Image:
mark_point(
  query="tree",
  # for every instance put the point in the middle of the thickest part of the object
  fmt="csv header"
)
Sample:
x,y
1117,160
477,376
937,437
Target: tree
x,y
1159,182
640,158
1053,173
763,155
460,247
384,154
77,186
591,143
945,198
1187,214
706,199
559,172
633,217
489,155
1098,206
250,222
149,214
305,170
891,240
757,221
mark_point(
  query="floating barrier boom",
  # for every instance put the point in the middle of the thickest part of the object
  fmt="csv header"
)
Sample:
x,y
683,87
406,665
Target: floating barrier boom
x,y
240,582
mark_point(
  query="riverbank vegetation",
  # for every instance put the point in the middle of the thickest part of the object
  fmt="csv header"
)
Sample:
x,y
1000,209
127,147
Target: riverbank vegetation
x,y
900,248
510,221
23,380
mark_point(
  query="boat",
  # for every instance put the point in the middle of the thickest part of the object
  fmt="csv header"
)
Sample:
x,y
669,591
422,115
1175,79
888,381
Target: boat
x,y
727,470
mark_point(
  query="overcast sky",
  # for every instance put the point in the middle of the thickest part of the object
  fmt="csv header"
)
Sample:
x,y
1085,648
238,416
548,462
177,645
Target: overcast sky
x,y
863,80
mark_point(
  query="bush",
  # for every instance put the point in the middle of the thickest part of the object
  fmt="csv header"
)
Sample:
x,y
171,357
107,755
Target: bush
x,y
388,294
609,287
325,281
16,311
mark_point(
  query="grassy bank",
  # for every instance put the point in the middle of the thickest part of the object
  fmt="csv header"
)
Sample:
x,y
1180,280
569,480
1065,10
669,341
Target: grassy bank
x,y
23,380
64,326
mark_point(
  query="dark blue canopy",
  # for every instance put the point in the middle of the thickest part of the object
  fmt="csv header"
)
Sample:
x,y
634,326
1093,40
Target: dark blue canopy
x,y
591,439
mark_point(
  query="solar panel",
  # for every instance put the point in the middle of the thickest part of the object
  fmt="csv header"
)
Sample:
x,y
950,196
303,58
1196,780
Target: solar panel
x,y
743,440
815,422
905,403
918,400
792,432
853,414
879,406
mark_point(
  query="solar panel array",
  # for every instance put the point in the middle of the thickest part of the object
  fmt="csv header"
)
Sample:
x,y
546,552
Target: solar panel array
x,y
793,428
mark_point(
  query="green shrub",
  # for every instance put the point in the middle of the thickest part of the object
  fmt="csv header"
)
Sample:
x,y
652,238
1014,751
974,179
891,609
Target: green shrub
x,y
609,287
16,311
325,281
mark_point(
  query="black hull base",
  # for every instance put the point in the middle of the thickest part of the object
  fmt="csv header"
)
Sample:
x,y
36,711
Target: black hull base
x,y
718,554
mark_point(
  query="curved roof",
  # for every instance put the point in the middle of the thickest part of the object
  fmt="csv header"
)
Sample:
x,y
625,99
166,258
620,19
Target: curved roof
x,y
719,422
▬▬▬▬▬▬
#### What you will do
Print the entries once more, identical in every line.

#### Written answer
Image:
mark_point(
  query="tree",
  # for every instance put the point in the middle of the thickest part of the object
  fmt="csv header"
)
Sample:
x,y
1117,160
477,376
937,437
Target: tree
x,y
1159,182
640,158
1053,173
763,155
460,247
384,154
77,186
591,143
945,198
1187,214
706,199
559,172
633,217
489,155
1098,206
250,222
149,214
305,170
891,240
757,221
mark_point(
  query="floating barrier boom",
  # for every instance put the point in the middle of the thickest part of the object
  fmt="csv header"
)
Sample:
x,y
683,87
406,665
Target: floating barrier boom
x,y
240,582
mark_point(
  query="riverbank vegetation",
  # for every instance put the point in the middle of the thickest part of the object
  fmt="csv header"
)
Sample:
x,y
1000,209
127,147
Target: riverbank vegetation
x,y
900,248
510,221
23,380
mark_point(
  query="boat",
  # for every instance put the point in the middle of the thickest part of the object
  fmt="csv header"
)
Sample:
x,y
669,591
422,115
1175,79
888,381
Target: boat
x,y
727,470
mark_point(
  query="overcast sky",
  # for every instance put the point in the middle of the thickest part of the object
  fmt="csv header"
)
Sample:
x,y
1085,648
238,416
548,462
177,645
Target: overcast sky
x,y
863,80
mark_point(
  query="bush",
  # for every instance put the point in the middle of the thickest part of the object
  fmt="csv header"
)
Sample:
x,y
171,357
107,755
Target: bush
x,y
388,294
609,287
325,281
16,311
mark_point(
  query="grassy bank",
  # for every instance put the point in the middle of the thickest part of the object
  fmt="csv header"
)
Sample:
x,y
1180,280
569,480
1065,10
669,341
Target: grassy bank
x,y
23,380
64,326
mark_point(
  query="dark blue canopy",
  # for every instance put the point in the middle of the thickest part of the object
  fmt="csv header"
)
Sample:
x,y
634,326
1093,40
Target: dark blue canopy
x,y
591,439
mark_point(
  query="solar panel",
  # for every instance put the point in the middle of the thickest part of the object
  fmt="csv header"
)
Sample:
x,y
950,196
303,58
1196,780
Target: solar panel
x,y
743,440
815,422
905,403
918,400
792,432
853,414
879,406
mark_point(
  query="solar panel array",
  # for every instance put the point in the middle of the thickest part of the object
  fmt="csv header"
)
Sample:
x,y
546,552
Target: solar panel array
x,y
793,428
mark_point(
  query="green shrub",
  # for every instance put the point in the middle of the thickest part of the object
  fmt="csv header"
)
Sample:
x,y
652,238
1014,751
974,179
891,609
Target: green shrub
x,y
609,287
16,311
325,281
mark_point(
  query="black hull base",
  # for every instance put the point in the middle of the thickest part of the object
  fmt="csv header"
)
Sample:
x,y
36,711
Target: black hull base
x,y
718,554
mark_point(
  query="curved roof",
  # for every instance put the point in the middle of the thickest part of the object
  fmt="csv header"
)
Sample:
x,y
625,99
166,258
620,19
Target: curved roof
x,y
719,422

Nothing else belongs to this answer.